**DESCRIPTION OF THE TASK:**
Write out the entries exactly, pictures excluded.

**RECORDS:**
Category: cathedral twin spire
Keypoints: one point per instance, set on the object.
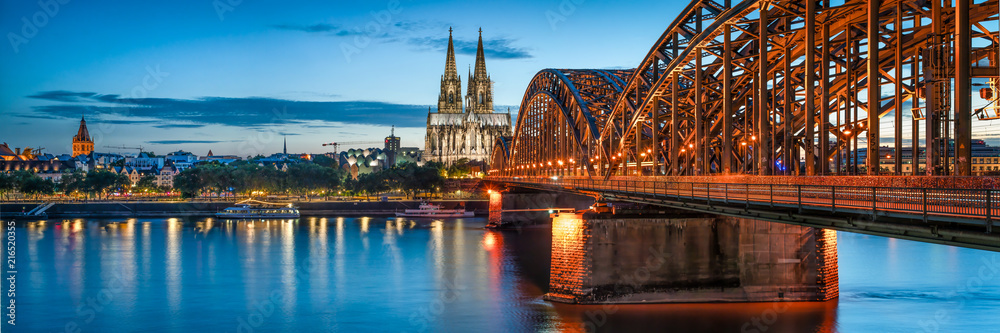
(479, 97)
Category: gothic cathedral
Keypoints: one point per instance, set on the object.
(454, 133)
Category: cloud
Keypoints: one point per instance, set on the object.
(250, 112)
(497, 48)
(319, 28)
(181, 142)
(126, 122)
(62, 95)
(38, 116)
(179, 126)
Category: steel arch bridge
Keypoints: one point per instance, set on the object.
(787, 87)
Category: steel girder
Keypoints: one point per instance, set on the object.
(500, 155)
(754, 86)
(559, 121)
(701, 84)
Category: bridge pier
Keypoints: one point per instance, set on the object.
(603, 258)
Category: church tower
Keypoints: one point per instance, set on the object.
(479, 98)
(450, 99)
(82, 143)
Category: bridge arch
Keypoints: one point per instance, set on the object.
(559, 121)
(781, 87)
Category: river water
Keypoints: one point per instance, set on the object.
(399, 275)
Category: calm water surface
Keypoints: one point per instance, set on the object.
(400, 275)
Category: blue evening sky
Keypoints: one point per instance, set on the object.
(236, 76)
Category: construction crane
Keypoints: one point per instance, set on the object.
(351, 143)
(124, 147)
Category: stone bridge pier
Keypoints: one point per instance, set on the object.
(681, 257)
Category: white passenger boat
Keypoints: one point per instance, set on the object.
(432, 210)
(253, 209)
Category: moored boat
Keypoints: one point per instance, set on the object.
(253, 209)
(432, 210)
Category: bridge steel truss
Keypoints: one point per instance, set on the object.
(755, 87)
(559, 123)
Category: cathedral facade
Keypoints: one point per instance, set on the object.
(82, 143)
(454, 133)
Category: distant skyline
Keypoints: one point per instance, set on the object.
(237, 76)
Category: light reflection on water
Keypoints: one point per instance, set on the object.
(392, 274)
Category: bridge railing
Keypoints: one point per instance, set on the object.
(973, 206)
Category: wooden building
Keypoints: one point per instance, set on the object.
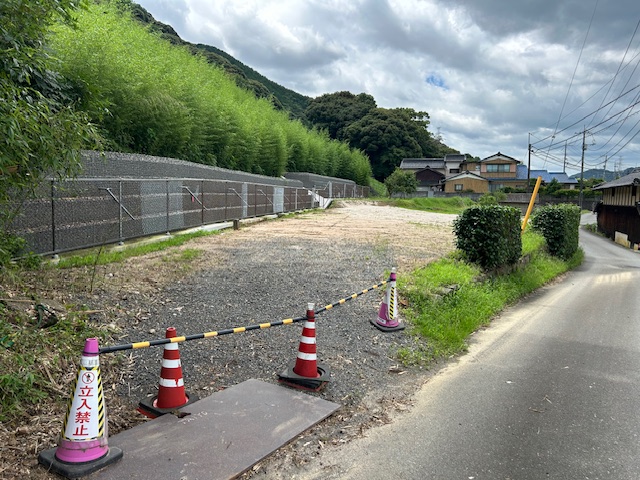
(619, 210)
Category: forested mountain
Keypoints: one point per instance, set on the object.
(245, 76)
(384, 135)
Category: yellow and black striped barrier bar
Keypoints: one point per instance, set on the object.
(257, 326)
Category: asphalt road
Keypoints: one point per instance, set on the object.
(550, 390)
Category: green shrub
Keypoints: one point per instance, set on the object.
(400, 181)
(489, 235)
(559, 224)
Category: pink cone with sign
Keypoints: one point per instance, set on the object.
(387, 319)
(83, 446)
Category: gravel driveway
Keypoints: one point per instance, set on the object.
(269, 271)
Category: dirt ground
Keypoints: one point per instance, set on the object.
(415, 237)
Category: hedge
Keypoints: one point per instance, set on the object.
(489, 235)
(560, 226)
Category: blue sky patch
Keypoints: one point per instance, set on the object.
(436, 81)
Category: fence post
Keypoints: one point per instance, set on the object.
(53, 217)
(167, 184)
(120, 232)
(202, 202)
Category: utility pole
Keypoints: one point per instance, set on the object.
(529, 165)
(584, 147)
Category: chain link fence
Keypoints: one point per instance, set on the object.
(88, 212)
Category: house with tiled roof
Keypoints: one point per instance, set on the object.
(432, 172)
(466, 182)
(499, 170)
(618, 212)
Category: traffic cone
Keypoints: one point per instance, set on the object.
(171, 393)
(306, 373)
(387, 319)
(83, 446)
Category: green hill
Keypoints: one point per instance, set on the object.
(244, 76)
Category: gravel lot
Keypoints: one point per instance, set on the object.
(265, 272)
(269, 271)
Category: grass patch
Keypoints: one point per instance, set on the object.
(33, 357)
(450, 299)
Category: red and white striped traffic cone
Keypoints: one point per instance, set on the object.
(83, 447)
(387, 319)
(306, 373)
(171, 391)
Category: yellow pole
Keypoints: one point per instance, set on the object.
(531, 202)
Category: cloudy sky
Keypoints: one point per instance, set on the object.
(489, 72)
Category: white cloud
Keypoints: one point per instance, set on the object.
(499, 69)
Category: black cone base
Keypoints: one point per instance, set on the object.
(292, 379)
(384, 328)
(77, 470)
(146, 407)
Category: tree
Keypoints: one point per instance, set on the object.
(389, 135)
(334, 112)
(401, 181)
(42, 132)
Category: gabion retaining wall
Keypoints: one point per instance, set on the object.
(89, 212)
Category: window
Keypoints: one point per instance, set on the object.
(500, 167)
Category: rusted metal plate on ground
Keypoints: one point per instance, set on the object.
(224, 435)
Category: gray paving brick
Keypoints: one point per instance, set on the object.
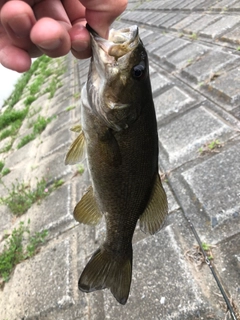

**ANSWER TO THIS TASK:**
Category: cathedral twin spire
Keypoints: one point per instance, set on the object.
(479, 97)
Category: gothic cathedral
Keypoints: one point per instance, set on the object.
(454, 133)
Category: cloud
Keypoints: one point per instance, set on the object.
(250, 112)
(497, 48)
(319, 28)
(181, 142)
(126, 122)
(62, 95)
(38, 116)
(179, 126)
Category: steel arch bridge
Keypoints: one point per instance, set on the object.
(787, 87)
Category: steel girder
Keypoints: one point per instance, set on the object.
(500, 155)
(754, 86)
(559, 121)
(701, 84)
Category: bridge pier
Keypoints: one point per instance, set on the object.
(603, 258)
Category: church tower
Keypoints: one point per instance, set on the object.
(479, 98)
(450, 99)
(82, 143)
Category: bridge arch
Keypoints: one point per instance, set on the object.
(559, 121)
(781, 87)
Category: river water
Keypoints: one point per instance, set on the object.
(399, 275)
Category: calm water surface
Keypoints: one point per instance, set on the object.
(400, 275)
Category: blue evening sky
Keypoints: one point per instance, set on the object.
(236, 76)
Category: construction crane
Keypoints: one point per instance, set on the object.
(351, 143)
(124, 147)
Category: stone bridge pier
Keypoints: one point per instance, set on the object.
(681, 257)
Category: white passenger boat
Keypoints: one point per instance, set on the object.
(432, 210)
(253, 209)
Category: moored boat
Keypoints: one point per instance, set on the object.
(253, 209)
(432, 210)
Category: bridge steel truss
Keypoints: one point per instance, set on the object.
(755, 87)
(559, 123)
Category: cathedral facade
Keypoints: one point per instance, set on the object.
(82, 143)
(454, 133)
Category: distant skyline
Keypoints: one point per instance, set on the object.
(237, 76)
Category: light reflection on water
Keypoints: one point per instance, set on the object.
(392, 274)
Category: bridge railing
Keypoints: one point per instance, set on the object.
(973, 206)
Category: wooden building
Keypoints: one point per instance, set on the object.
(619, 210)
Category: forested mountain
Keypoints: one point per instance, set on the object.
(245, 76)
(384, 135)
Category: yellow and black striped barrier bar
Keypoints: one point per instance, set on the object.
(257, 326)
Category: asphalt road
Keypoints: one point per instance, set on the object.
(550, 390)
Category: green shrub
Keypoints: one point per instance, set on the object.
(400, 181)
(489, 235)
(559, 224)
Category: pink cone with sign
Keypoints: one point per instance, set on the object.
(387, 319)
(83, 446)
Category: gravel driveway
Keypoints: one point per instance, set on the object.
(269, 271)
Category: dirt ground
Keypoints: one point per instance, set on the object.
(415, 237)
Category: hedge
Keypoints: one point per instance, set on the object.
(489, 235)
(560, 226)
Category: blue sky patch
Keypoints: one point per instance, set on the object.
(436, 81)
Category: fence post
Keypoints: one point per instance, set on the object.
(53, 217)
(167, 184)
(120, 232)
(202, 202)
Category: utility pole
Keypoints: one point per instance, set on the object.
(529, 165)
(584, 147)
Category: chain link fence
Keypoints: one point per instance, set on the object.
(88, 212)
Category: house with tiled roof
Keypoints: one point per instance, set on the object.
(432, 172)
(466, 182)
(499, 170)
(618, 212)
Category: traffic cone
Keypoints: one point per instance, set on the object.
(171, 393)
(306, 373)
(387, 319)
(83, 446)
Category: green hill
Keypoints: one point per instance, set on the object.
(244, 76)
Category: gravel lot
Keypoints: one point per instance, set on the object.
(265, 272)
(269, 271)
Category: grass patch
Keypoints: one point per instance, set on the object.
(33, 357)
(450, 299)
Category: red and white striped traffic cone
Keypoints: one point per instance, set on the object.
(83, 447)
(387, 319)
(306, 373)
(171, 391)
Category: yellow pole
Keypoints: one point per instance, set on the object.
(531, 202)
Category: cloudy sky
Keypoints: one point per instance, set on the object.
(489, 72)
Category: white cloud
Keypoints: one point per instance, set on the object.
(499, 69)
Category: black cone base
Keypoints: one point per instance, set on the object.
(292, 379)
(384, 328)
(77, 470)
(146, 407)
Category: tree
Keypoints: one point per instance, set on the object.
(389, 135)
(334, 112)
(401, 181)
(42, 132)
Category: gabion retaining wall
Keypoints: one point per instance, set on the object.
(89, 212)
Category: window
Keypoints: one point per instance, set on the object.
(500, 167)
Category: rusted metal plate on ground
Keypoints: one point per instance, set on the object.
(224, 435)
Category: gray paving brick
Keypoints: one point per instance, set on the object.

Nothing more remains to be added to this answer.